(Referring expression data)
_ _ _ _ _ _ _
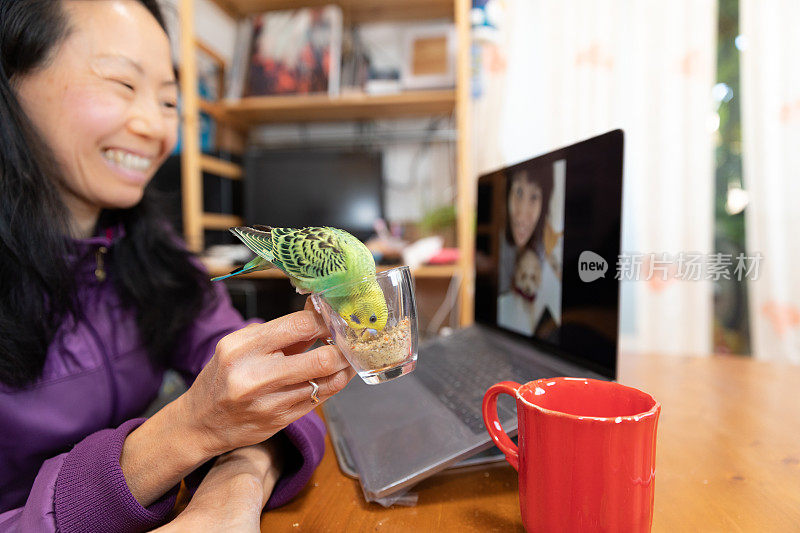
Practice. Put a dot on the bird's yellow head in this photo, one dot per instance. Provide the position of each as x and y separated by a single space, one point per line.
366 311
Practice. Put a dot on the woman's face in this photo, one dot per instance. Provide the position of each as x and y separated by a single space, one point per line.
524 209
105 103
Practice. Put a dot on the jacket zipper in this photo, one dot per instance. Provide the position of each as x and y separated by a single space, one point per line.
112 384
100 274
99 271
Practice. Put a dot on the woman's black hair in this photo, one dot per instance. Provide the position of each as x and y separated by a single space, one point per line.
543 178
152 273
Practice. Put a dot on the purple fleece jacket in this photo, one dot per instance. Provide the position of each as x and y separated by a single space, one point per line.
61 438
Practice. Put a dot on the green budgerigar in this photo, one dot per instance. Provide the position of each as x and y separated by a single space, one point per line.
317 259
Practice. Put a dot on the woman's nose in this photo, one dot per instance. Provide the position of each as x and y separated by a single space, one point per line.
147 120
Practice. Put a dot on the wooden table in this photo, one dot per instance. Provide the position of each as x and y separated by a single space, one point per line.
727 459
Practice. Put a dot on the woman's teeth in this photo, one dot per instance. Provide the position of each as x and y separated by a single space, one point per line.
128 160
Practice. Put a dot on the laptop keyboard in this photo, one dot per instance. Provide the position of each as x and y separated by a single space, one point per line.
459 369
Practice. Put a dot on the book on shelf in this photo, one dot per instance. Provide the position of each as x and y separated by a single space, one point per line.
288 52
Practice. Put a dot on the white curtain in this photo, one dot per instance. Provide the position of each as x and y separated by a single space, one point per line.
572 69
770 67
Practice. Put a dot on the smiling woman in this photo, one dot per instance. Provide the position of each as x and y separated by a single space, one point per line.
98 297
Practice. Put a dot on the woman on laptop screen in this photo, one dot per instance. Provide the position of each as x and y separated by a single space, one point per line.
529 300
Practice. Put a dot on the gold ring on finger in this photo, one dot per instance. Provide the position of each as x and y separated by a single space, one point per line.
314 391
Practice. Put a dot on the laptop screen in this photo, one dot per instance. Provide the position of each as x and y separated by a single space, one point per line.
547 242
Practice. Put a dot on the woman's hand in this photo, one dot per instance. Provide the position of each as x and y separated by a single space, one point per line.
234 492
257 381
255 385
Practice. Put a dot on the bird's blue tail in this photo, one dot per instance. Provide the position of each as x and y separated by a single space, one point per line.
256 264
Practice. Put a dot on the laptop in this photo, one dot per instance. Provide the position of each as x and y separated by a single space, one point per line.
546 305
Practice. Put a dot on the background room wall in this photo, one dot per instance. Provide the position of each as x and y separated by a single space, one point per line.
770 138
559 72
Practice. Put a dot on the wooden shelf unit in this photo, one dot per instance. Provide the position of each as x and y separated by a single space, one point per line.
264 109
355 11
235 118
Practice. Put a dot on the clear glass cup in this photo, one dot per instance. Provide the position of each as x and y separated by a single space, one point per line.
377 356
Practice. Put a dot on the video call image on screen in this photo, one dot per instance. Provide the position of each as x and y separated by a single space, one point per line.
531 250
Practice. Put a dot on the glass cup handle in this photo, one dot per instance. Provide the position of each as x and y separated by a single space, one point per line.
492 422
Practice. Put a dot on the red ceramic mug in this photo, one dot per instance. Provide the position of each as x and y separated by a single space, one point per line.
586 455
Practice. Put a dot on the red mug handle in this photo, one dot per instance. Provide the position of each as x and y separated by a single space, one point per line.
493 425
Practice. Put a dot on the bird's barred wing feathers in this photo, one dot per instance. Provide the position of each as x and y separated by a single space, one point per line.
306 254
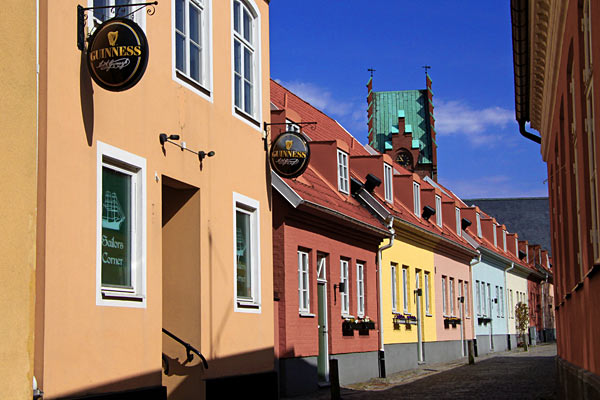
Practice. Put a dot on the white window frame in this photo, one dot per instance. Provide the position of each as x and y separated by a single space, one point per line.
138 17
427 300
343 179
360 289
345 295
204 87
394 282
303 282
135 166
417 199
251 207
388 174
405 286
254 118
458 224
438 210
444 296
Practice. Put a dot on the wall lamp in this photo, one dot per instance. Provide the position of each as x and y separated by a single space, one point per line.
427 212
164 138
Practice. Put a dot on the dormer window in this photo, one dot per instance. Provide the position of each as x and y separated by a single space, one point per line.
342 172
458 226
417 198
387 181
438 210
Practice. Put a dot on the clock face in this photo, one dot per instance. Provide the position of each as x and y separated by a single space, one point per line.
404 158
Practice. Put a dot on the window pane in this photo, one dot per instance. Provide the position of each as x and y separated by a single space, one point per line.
236 17
247 26
180 15
194 24
243 254
116 228
180 52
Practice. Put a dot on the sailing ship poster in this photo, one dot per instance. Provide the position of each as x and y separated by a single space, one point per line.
116 228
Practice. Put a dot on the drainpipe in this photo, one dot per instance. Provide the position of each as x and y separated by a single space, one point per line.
380 299
512 265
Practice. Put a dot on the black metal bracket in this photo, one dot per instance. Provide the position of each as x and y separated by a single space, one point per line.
82 17
267 130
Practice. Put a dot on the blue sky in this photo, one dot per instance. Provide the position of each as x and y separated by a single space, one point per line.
321 51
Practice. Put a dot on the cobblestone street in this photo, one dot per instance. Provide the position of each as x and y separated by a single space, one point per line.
506 375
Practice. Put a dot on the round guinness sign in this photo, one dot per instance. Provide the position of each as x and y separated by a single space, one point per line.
118 54
289 154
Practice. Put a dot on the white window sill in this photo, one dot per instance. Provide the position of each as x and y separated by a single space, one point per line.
307 315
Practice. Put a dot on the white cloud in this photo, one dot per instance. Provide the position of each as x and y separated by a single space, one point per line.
479 126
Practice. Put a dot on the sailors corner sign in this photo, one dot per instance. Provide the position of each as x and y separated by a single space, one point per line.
289 154
118 54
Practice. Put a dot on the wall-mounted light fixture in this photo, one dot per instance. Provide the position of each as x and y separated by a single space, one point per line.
427 212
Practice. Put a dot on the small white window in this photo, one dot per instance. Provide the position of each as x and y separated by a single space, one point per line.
438 210
246 61
458 224
303 282
360 289
452 300
345 294
192 36
405 287
444 296
427 307
246 253
121 228
387 178
343 172
417 199
393 271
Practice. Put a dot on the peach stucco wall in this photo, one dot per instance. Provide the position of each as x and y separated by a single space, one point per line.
90 348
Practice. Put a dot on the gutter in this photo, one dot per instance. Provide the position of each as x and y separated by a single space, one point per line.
380 298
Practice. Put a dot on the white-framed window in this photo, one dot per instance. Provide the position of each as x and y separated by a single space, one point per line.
427 299
478 297
360 289
452 299
417 199
100 15
343 185
444 296
438 210
405 287
192 48
387 182
345 295
394 276
495 235
246 61
458 224
303 282
466 294
120 228
246 246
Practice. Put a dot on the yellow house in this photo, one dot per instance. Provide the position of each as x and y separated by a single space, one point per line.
154 207
18 153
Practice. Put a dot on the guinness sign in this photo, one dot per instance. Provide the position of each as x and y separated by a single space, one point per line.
289 154
118 54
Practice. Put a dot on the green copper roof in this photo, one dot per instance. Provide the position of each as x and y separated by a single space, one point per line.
410 104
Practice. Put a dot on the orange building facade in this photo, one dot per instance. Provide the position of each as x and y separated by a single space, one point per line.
138 233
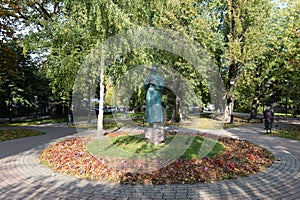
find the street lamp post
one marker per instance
(232, 100)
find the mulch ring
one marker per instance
(239, 158)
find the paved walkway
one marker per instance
(23, 177)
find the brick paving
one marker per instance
(23, 177)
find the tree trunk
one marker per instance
(101, 102)
(253, 113)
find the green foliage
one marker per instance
(11, 134)
(292, 132)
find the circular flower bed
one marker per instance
(239, 158)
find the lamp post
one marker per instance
(36, 106)
(232, 81)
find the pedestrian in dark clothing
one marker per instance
(269, 119)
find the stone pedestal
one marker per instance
(154, 135)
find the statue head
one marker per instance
(153, 70)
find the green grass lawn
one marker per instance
(135, 146)
(11, 134)
(292, 132)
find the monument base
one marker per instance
(155, 135)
_ _ _ _ _ _ _
# [Work order]
An exact copy of all the entries is required, and it must contain no pictures.

# [Answer section]
Practice. Put a dot on the bird's yellow head in this photo, one dot per instance. Provide the position of each as x and y separated by a single space, one point per line.
366 311
Practice. Put a dot on the woman's face in this photo, one dot per instance. Provide the position of each as x and y separated by a single space, one point per line.
524 209
105 103
Practice. Put a dot on the jacket zipper in this photo, one dot per instance. Provide the position of each as x and y separated by a single space, one point per line.
112 384
100 274
99 271
Practice. Put a dot on the woman's black hair in this photo, one dot per instance. Provide the position of each as x and y separated by a single space, one point per line.
543 178
152 273
Practice. Put a dot on the purple fleece jacket in this photo, one dot per instance. Provide the position of each as x and y separated by a single space, one point per line.
61 438
Practice. Put a dot on the green budgerigar in this photo, one dot per instance. Provide the position of each as x and y separated by a single space, one point per line.
317 259
Practice. Put a dot on the woman's nose in this photo, one dot per instance. Provide the position of each as x and y separated by a single space, one point per line.
147 120
Practice. Put a dot on the wooden table in this photo, one dot per instance. Provide the position of each as x and y separated by a single space, one point per line.
727 459
Practice. Put a dot on the woman's teeth in this photo, one dot per instance. Provide the position of each as x and y separated by a single space, one point per line.
128 160
Practice. Put a dot on the laptop keyboard in this photo, one dot per instance. Provide the position of each as x and y separated by a single space, one point per line.
459 369
Practice. Put a dot on the book on shelf in this photo, one dot per instance. Provide the position of each as x and y separated by a single space, one point per line.
288 52
Practice. Put a dot on the white curtain in this photo, one dot per instance. Provide the position of each as x and y separated by a single space, one point per line.
572 69
770 67
Practice. Put a dot on the smiling woman in this photo, one dot per instance. Provide the position of each as x and y separated by a single space, one point per line.
98 297
Practice. Put a dot on the woman on laptop screen in this photo, one dot per instance. Provide the position of each as x and y separated by a single space, one point per line.
529 300
Practice. Put a dot on the gold ring on finger in this photo, one dot per instance. Provide the position of each as x and y separated by a single space, one point per line.
314 391
Practice. Put a dot on the laptop screen in this photo, one dot per instance. Provide the position of each as x and y separated by a single space, one point per line.
547 242
Practice. Put a dot on the woman's hand in this photo, one dot per instance. Provide the position of each as x and y separated by a single space, one point per line.
234 492
257 381
255 385
Practice. Put a dot on the bird's blue tail in this photo, one dot per instance. Provide the position of each as x and y separated by a single space, one point per line.
256 264
Practice. Put a dot on the laptop in this photo, one dot per instance. Provide the position of each as x and y separated by a single space, one point per line.
546 305
Practice. Put a dot on the background room wall in this photo, one dot per instance. Provide the position of each as x and y separated by a single space, one point per line.
770 138
559 72
Practice. Put a dot on the wooden shelf unit in this photo, one dot per instance. Provide the position of each as x and y separated by a single space, one point per line.
264 109
355 11
235 118
Practice. Put a dot on the clear glass cup in this photo, one dot per instance. Provide the position of each as x and y separated by a single space, one point per line.
377 356
Practice. Put a dot on the video call image on screen in this photo, one dot per instance. Provide the position of each as x and y separated by a single space, one point per line.
531 250
Practice. Put a dot on the glass cup handle in this photo, one dot per instance. Provide the position of each as x and y separated by a single space, one point per line.
492 422
Practice. Put a dot on the red ceramic mug in this photo, one dot per instance. Provide the position of each as x and y separated by a single space, one point per line.
586 455
Practice. Put a dot on the red mug handle in this photo, one dot per instance. Provide the position of each as x and y separated by a single space, one point per line.
493 425
Practice. Put a dot on the bird's barred wing feathers in this photo, one dot per instance. Provide the position of each as x and y separated by a single space, one point per line.
306 254
Practice. Put a dot on the white window frame in this photo, one dot per instance. Provide the position of each as x and y separated by a single space, one point per line.
138 17
427 300
343 179
360 289
345 295
204 87
394 282
303 282
135 166
417 199
251 207
388 174
405 286
254 118
458 224
438 210
444 296
Practice. Put a dot on the wall lamp in this photo, one dot per instance. Provide the position of each as x and y separated by a single space, one point per line.
427 212
164 138
Practice. Put a dot on the dormer window in this photo, one dot per instance. Provide the position of each as x and y separated by a single space, one point per line.
342 172
458 226
417 198
387 181
438 210
Practice. Put a dot on the clock face in this photo, one dot per instance. Provide the position of each as x and y separated by a single space, one point per line.
404 158
Practice. Put a dot on the window pane in this photo, one dot per instance. Provide the position of each as x and y separated by a single space, one point per line.
236 17
247 26
180 15
194 24
243 254
116 228
180 52
Practice. Put a dot on the sailing ship poster in this photo, one dot per instance. Provide the position of each as x and y separated by a single space, one point per line.
116 228
Practice. Put a dot on the drainpipe in this photo, one dot per instance. Provide the position of each as x and y separated by a single space, one point per line.
380 299
512 265
Practice. Put a dot on the black metal bracket in this photo, one dot per instance. Provide the position of each as x and y separated by a single space, one point per line.
82 17
267 130
Practice. Put a dot on the blue sky in this photo, one dot per instance. Provide the position of each as x and y separated by a single space, one point per line.
321 51
Practice. Put a dot on the cobblestone street in this photo, one dot per instance. Provide the position of each as x and y separated by a single space, one point per line.
506 375
Practice. Put a dot on the round guinness sign in this photo, one dot per instance. Provide the position of each as x and y separated by a single space, one point per line.
118 54
289 154
Practice. Put a dot on the white window sill in this photo, one dot per instance. Provide the position of each as x and y separated by a single space, one point per line.
307 315
Practice. Put a dot on the white cloud in this photo, one dot per instance. Provide the position of each as x and y separated by a single space, one point per line.
479 126
Practice. Put a dot on the sailors corner sign in this photo, one dot per instance. Provide the position of each as x and y separated by a single space, one point per line.
289 154
118 54
Practice. Put a dot on the wall-mounted light fixture in this photo, one dot per instance. Provide the position of each as x and y separated by a single space, one point per line.
427 212
Practice. Put a dot on the small white window in this photo, one dot per instance. Provide the position of each as x and y separated by a single space, one point per line.
438 210
246 61
458 224
303 282
360 289
452 300
345 294
192 36
405 287
444 296
427 307
246 253
121 228
387 178
343 172
417 199
393 271
Practice. Put a dot on the peach stucco wall in this photo, one dot per instance. Provide the position of each as x and y separated by a single space, one point per line.
90 348
Practice. Put a dot on the gutter in this photo, one dot per instance. Provide the position of each as x and y separated by a single space, one point per line.
380 298
Practice. Put a dot on the white-framed window in this photo, one dot per instance. Provide the position of each as x and y separated by a single space, one point per line.
427 299
478 297
360 289
452 299
417 199
100 15
343 185
444 296
438 210
405 287
192 48
387 182
345 295
394 276
495 235
246 61
458 224
303 282
466 294
120 228
246 246
Practice. Put a dot on the yellow house in this photo, one dot per instance. Provide the position of each as x and y separated by a single space, one point per line.
154 207
18 153
Practice. Put a dot on the guinness sign in this photo, one dot per instance. Provide the position of each as x and y separated by a single space, one point per line.
289 154
118 54
Practice. Put a dot on the green copper roof in this photo, one dot per instance. Provide the position of each as x and y separated by a single space, one point per line.
410 104
Practice. Put a dot on the orange building facade in this photo, one dot per instance. Provide the position of each as x and y separated by a single space, one point per line.
138 233
find the street lamp post
one marker per instance
(232, 100)
find the mulch ring
one marker per instance
(239, 158)
find the paved walkway
one marker per instance
(23, 177)
find the brick paving
one marker per instance
(23, 177)
find the tree trunk
one marker per instance
(101, 102)
(253, 113)
find the green foliage
one marker per instance
(11, 134)
(292, 132)
find the circular flower bed
one marker per instance
(239, 158)
find the lamp post
one marker per instance
(36, 106)
(232, 81)
find the pedestrian in dark clothing
one marker per instance
(269, 119)
find the stone pedestal
one marker per instance
(154, 135)
find the statue head
one marker per instance
(153, 70)
find the green grass lawn
one marker per instance
(135, 146)
(11, 134)
(292, 132)
find the monument base
one marker per instance
(155, 135)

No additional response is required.